Written request — Reproduce the listing below exactly, line for line, leaving out the pictures.
---+---
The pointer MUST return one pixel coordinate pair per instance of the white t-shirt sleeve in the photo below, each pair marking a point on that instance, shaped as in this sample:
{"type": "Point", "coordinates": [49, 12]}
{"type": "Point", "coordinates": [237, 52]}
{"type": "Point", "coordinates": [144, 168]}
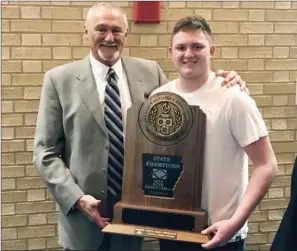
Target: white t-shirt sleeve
{"type": "Point", "coordinates": [246, 122]}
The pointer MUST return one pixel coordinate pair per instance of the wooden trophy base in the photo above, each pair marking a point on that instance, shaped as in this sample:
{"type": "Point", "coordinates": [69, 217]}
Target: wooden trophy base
{"type": "Point", "coordinates": [160, 223]}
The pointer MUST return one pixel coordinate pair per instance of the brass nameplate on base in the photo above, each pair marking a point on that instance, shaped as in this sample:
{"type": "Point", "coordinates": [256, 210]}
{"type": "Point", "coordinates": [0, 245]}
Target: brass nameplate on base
---+---
Solution below —
The pointer MUST return one pixel coordinate pair per instance of the white t-shirt sleeve in the photo below, each pair marking a point on that instance, shaped as in this sample:
{"type": "Point", "coordinates": [49, 12]}
{"type": "Point", "coordinates": [237, 52]}
{"type": "Point", "coordinates": [144, 168]}
Target: white t-shirt sleeve
{"type": "Point", "coordinates": [246, 122]}
The pointer MUST return one pixel coordinate pair per instance of the wooden trophy base in the photo above, each pair marking a point on that instance, shaped as in this sample:
{"type": "Point", "coordinates": [69, 217]}
Target: wooden trophy base
{"type": "Point", "coordinates": [160, 223]}
The pointer MUST return one pixel coordinate pair per instance of the brass nameplate on base in the photo above, each pair marking a point on that instance, shaped as in this sample:
{"type": "Point", "coordinates": [256, 210]}
{"type": "Point", "coordinates": [0, 245]}
Target: brass nameplate on base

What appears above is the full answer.